(Excerpts from a pointing dataset)
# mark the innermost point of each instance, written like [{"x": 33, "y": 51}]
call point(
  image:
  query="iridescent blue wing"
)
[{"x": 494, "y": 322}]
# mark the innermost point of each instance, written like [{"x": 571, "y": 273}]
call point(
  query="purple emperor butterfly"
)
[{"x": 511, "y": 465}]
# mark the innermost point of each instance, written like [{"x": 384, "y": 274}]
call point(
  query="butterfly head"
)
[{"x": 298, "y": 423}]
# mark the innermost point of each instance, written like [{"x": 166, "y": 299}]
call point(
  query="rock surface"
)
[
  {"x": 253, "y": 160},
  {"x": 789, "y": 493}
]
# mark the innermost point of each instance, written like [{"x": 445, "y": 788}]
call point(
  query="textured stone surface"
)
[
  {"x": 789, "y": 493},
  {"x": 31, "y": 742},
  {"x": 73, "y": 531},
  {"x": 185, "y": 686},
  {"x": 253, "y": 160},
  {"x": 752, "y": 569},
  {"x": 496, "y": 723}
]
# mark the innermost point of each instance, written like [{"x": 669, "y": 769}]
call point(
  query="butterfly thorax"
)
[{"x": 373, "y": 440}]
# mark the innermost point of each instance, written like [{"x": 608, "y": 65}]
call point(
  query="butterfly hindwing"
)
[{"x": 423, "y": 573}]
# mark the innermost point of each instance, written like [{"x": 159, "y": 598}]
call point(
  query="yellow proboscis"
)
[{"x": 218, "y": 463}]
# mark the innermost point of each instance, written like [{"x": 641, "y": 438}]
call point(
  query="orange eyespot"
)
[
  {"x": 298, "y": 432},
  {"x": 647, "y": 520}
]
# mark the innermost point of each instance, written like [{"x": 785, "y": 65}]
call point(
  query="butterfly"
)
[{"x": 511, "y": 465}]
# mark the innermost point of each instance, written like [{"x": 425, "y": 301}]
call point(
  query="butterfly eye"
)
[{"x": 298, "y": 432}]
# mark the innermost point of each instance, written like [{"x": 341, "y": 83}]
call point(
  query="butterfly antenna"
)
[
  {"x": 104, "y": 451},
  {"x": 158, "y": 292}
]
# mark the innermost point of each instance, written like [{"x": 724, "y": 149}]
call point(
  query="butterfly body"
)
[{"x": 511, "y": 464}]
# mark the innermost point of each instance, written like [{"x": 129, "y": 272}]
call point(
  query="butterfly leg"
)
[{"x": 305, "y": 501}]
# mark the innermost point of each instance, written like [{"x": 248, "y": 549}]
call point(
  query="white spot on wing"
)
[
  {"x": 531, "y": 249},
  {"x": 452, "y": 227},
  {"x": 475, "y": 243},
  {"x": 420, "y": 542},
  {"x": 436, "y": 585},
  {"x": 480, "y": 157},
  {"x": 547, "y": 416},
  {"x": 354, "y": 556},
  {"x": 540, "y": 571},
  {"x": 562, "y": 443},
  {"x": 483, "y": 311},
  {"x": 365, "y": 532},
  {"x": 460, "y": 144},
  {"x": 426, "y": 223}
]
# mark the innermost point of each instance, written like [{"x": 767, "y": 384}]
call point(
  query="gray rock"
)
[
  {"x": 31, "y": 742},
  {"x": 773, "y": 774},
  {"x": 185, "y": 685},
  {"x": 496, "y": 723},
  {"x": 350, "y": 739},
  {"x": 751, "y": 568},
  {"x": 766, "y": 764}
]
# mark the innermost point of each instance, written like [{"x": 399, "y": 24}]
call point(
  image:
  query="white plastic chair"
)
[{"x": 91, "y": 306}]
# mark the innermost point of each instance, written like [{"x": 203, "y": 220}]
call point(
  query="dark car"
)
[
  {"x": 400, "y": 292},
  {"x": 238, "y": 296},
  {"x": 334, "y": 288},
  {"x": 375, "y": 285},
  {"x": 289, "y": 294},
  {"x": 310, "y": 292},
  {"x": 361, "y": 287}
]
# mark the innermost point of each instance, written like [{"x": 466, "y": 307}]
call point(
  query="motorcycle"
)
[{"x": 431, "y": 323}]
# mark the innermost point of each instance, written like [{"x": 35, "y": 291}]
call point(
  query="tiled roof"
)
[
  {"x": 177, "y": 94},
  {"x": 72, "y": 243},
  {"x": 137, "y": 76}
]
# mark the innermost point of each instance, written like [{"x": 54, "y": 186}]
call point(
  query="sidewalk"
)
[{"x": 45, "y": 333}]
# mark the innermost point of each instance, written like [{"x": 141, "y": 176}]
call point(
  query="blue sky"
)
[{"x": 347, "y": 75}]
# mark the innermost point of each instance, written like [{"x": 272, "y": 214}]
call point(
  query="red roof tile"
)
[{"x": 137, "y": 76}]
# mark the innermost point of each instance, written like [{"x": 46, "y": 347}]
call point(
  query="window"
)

TASK PROMPT:
Count the lines of the data above that contain the string "surface", treating uppercase and lowercase letters as distinct, and give only the number.

FINISHED ANSWER:
2